What this task involves » Search the records below for the string "silvery" and copy each line where it turns up.

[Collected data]
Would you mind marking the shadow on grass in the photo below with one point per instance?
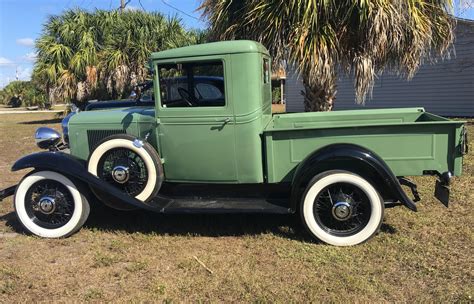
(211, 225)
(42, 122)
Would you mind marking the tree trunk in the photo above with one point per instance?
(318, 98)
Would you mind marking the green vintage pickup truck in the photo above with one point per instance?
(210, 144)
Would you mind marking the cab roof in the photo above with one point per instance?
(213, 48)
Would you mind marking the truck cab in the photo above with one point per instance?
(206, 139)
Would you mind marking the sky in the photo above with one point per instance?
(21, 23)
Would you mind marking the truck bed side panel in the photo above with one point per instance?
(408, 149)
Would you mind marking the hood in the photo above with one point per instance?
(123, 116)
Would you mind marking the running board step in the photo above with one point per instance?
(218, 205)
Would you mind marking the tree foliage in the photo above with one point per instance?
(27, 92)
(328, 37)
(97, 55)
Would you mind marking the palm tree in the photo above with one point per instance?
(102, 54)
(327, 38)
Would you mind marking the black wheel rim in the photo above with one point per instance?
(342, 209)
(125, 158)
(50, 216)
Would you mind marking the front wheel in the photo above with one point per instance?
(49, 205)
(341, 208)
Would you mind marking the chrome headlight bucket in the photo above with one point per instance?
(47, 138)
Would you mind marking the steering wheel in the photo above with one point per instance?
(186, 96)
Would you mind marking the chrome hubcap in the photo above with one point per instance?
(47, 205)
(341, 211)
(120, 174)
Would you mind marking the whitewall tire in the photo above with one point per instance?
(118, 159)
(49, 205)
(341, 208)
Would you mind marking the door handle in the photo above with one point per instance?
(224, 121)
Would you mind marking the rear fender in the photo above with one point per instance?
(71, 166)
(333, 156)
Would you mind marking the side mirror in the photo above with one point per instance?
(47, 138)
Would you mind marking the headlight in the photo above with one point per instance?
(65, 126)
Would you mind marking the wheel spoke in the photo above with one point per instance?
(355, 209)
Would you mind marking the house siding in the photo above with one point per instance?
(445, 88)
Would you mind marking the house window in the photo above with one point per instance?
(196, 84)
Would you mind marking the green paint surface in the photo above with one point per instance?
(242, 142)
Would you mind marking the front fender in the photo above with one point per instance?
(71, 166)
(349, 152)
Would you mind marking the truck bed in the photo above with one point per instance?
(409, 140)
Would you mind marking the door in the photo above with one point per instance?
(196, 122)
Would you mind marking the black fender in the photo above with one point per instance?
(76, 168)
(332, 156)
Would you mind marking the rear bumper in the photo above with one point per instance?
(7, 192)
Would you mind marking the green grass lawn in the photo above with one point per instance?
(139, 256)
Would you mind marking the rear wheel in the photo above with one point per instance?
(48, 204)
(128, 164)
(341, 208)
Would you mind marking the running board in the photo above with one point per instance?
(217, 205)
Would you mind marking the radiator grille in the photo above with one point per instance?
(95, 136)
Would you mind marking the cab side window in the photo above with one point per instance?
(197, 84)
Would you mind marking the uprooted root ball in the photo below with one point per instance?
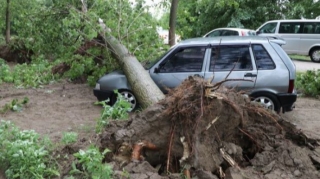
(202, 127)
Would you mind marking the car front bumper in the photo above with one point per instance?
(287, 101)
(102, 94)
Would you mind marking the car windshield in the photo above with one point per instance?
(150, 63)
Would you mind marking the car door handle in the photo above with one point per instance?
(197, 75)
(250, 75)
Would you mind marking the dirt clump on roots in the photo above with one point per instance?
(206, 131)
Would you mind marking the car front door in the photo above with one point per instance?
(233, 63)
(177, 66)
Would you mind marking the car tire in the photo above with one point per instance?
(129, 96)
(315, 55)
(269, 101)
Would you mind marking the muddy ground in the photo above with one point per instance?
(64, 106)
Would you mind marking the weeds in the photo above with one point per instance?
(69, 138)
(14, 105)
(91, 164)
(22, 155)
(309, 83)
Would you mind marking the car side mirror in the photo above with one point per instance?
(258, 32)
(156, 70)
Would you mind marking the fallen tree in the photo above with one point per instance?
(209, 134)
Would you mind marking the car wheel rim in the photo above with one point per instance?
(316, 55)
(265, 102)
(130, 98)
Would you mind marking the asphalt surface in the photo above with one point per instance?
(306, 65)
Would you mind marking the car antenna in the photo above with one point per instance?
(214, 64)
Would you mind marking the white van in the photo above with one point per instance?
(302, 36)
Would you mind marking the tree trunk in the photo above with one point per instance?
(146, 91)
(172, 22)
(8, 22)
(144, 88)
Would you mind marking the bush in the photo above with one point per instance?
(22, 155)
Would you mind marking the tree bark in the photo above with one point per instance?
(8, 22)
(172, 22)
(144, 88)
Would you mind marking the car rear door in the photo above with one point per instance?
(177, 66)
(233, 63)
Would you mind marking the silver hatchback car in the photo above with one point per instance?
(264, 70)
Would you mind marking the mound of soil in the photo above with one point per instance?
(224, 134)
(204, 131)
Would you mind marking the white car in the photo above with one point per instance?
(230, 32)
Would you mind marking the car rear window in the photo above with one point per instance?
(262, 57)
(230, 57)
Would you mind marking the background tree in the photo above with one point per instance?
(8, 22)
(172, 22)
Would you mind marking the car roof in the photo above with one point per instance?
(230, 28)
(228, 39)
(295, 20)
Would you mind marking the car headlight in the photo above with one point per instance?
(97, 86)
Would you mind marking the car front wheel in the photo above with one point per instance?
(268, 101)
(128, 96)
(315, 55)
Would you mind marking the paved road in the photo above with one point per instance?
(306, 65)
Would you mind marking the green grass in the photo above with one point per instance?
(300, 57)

==

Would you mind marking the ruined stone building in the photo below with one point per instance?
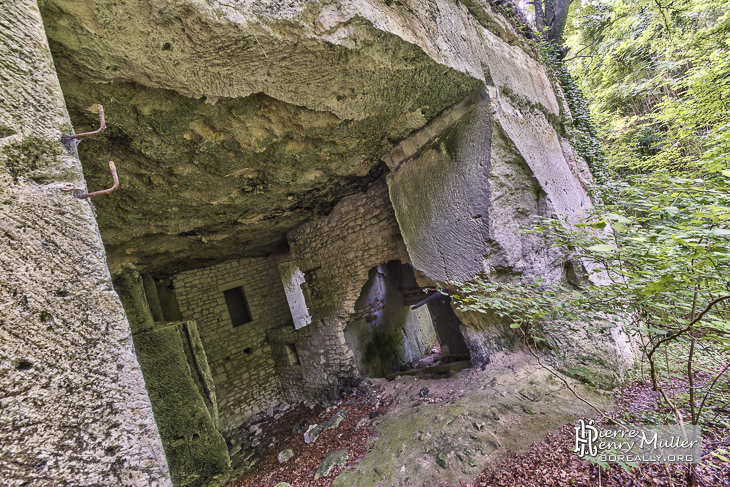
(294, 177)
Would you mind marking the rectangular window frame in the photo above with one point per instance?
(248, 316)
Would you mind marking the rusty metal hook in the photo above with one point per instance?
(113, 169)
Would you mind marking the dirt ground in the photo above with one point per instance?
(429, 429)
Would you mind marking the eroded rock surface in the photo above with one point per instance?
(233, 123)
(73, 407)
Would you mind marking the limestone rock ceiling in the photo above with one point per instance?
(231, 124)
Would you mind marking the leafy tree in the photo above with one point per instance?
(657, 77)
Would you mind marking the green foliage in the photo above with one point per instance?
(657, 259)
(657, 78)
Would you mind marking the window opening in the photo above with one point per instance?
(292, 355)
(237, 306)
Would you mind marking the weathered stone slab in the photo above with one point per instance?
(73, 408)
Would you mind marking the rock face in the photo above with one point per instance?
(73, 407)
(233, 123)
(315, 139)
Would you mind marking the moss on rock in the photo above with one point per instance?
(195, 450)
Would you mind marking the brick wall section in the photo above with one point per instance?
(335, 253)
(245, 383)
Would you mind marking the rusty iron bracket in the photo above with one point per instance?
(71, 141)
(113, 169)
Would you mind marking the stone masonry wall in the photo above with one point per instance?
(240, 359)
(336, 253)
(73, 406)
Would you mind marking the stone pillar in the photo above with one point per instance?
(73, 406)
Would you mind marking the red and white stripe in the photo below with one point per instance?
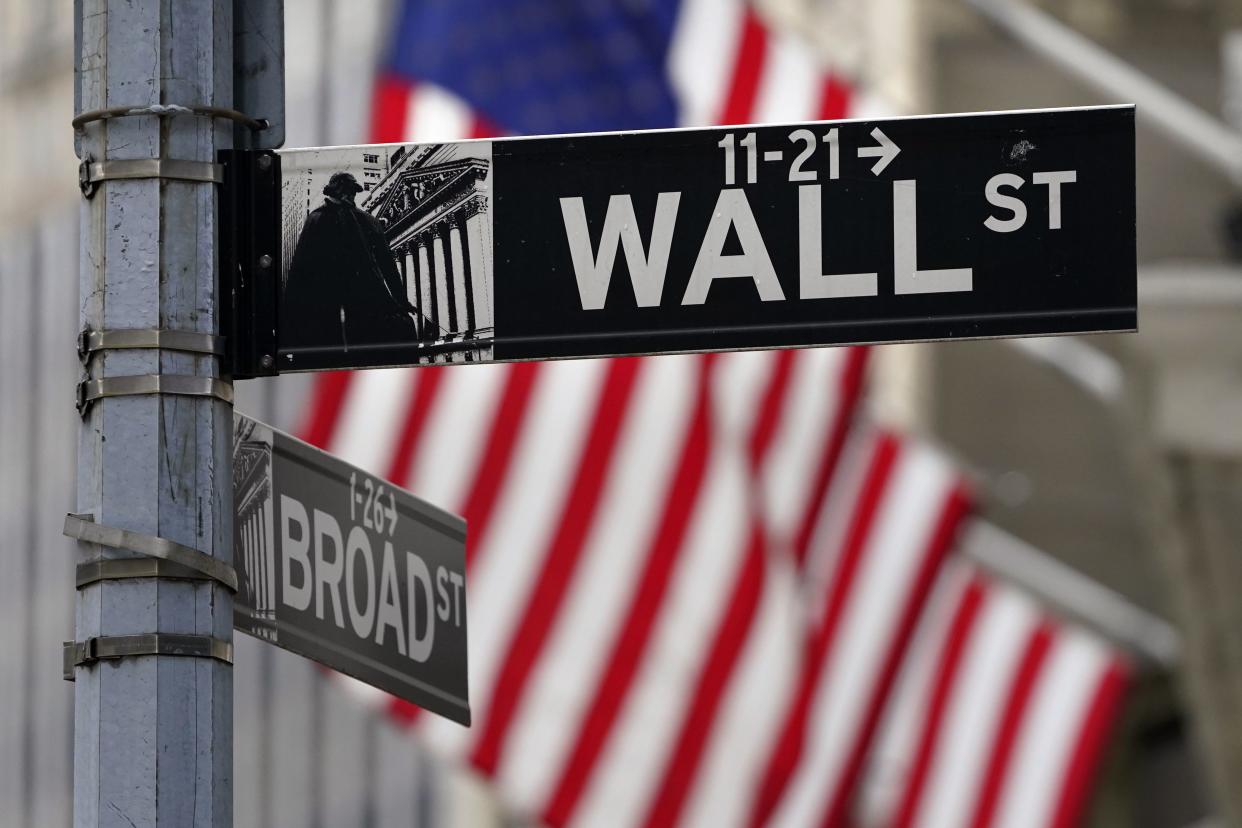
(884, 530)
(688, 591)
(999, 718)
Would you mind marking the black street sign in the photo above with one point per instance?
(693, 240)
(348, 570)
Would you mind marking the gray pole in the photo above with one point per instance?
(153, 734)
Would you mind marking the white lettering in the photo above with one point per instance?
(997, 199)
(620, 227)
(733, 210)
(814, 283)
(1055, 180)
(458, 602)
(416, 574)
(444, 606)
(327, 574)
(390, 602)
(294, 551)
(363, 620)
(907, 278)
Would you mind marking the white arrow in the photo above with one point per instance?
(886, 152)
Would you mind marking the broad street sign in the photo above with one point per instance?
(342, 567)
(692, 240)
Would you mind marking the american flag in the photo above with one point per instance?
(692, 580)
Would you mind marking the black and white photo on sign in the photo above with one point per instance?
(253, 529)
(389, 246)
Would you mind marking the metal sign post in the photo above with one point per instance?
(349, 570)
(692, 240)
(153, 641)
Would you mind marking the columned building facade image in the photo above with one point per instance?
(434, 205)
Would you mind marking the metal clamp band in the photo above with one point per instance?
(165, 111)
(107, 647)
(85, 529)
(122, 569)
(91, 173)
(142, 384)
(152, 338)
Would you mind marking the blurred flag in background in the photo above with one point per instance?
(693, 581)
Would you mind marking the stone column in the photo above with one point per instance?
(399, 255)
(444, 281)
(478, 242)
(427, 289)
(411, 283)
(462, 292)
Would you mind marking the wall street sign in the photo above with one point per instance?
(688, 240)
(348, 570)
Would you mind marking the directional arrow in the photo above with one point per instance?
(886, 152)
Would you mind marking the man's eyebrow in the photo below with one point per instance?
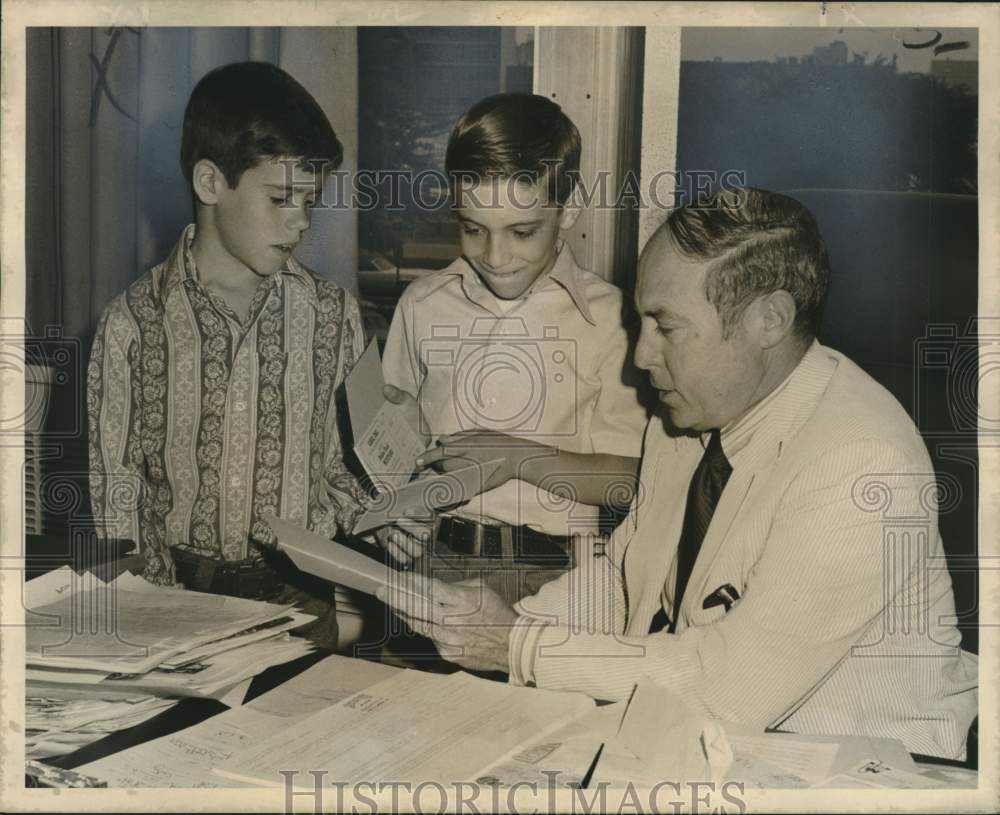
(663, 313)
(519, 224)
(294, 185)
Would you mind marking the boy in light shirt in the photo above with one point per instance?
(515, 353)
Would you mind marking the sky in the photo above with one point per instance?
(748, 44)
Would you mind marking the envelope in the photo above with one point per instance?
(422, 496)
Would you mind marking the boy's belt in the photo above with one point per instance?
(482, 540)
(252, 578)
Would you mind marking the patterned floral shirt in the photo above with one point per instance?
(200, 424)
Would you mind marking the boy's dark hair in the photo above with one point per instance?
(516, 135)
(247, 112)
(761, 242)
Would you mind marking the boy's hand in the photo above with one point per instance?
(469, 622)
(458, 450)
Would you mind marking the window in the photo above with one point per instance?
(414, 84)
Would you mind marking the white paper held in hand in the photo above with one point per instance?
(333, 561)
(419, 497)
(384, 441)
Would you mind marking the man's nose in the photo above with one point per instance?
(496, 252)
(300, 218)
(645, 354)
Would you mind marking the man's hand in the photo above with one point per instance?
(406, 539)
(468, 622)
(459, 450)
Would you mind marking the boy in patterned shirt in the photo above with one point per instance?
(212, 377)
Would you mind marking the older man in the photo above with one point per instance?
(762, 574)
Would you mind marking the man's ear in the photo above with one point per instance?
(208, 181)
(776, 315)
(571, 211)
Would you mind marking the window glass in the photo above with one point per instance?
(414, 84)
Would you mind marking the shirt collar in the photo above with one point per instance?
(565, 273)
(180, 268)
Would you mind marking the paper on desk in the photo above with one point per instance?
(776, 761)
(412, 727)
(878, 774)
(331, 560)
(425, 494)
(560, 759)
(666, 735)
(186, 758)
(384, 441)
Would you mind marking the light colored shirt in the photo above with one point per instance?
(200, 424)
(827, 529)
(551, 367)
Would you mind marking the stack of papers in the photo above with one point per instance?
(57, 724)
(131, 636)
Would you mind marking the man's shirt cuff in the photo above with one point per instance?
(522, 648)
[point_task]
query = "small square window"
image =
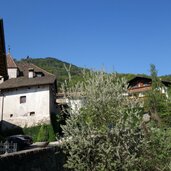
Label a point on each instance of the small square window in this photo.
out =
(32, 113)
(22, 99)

--

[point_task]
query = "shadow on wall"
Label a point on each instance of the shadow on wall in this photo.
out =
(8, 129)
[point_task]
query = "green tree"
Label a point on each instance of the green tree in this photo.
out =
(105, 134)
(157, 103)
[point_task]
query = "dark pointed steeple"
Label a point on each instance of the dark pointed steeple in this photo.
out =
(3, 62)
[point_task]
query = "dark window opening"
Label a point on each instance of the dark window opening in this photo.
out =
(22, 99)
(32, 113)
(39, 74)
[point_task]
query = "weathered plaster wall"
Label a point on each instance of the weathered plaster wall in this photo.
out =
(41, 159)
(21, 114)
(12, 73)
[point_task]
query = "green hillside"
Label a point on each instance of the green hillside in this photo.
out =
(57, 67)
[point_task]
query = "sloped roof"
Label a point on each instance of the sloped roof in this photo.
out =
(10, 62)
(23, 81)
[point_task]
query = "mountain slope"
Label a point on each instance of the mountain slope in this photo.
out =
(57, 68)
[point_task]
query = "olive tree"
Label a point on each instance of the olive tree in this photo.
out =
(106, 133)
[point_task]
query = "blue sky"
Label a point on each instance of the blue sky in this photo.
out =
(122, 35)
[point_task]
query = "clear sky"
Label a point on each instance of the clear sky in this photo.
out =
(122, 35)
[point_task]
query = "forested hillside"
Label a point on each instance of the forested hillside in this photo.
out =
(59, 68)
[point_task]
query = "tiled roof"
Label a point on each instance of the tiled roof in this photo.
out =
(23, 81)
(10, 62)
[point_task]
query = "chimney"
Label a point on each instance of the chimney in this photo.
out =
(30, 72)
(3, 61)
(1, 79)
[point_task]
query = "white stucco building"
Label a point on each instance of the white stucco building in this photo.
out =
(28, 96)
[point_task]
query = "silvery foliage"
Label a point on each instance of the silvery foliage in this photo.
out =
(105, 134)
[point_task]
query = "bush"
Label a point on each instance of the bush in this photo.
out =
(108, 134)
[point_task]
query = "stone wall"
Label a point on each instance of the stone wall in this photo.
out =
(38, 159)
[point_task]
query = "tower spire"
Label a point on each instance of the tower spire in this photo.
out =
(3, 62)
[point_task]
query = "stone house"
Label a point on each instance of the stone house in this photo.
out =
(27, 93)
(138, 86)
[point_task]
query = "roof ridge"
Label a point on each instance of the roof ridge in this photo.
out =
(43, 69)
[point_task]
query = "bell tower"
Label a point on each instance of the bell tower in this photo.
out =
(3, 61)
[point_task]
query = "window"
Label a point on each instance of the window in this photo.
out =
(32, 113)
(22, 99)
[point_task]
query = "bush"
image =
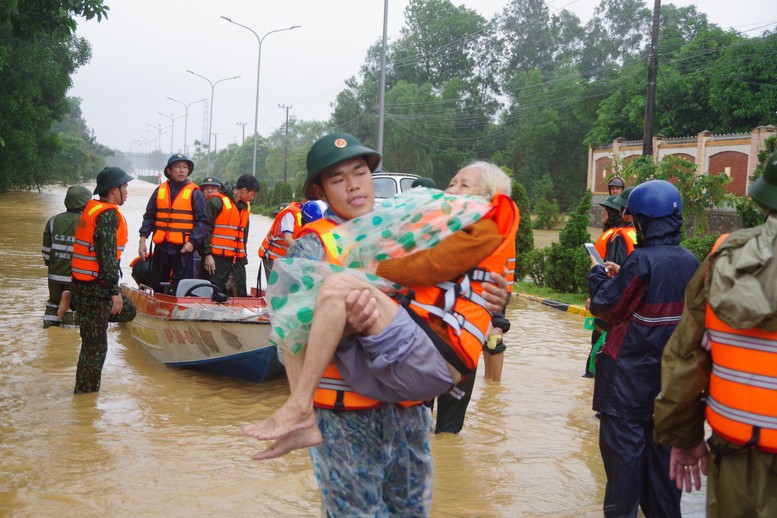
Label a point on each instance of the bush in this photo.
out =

Answer space »
query = "silvery foliage"
Label a point on each instance of the silvery foliage in this photo.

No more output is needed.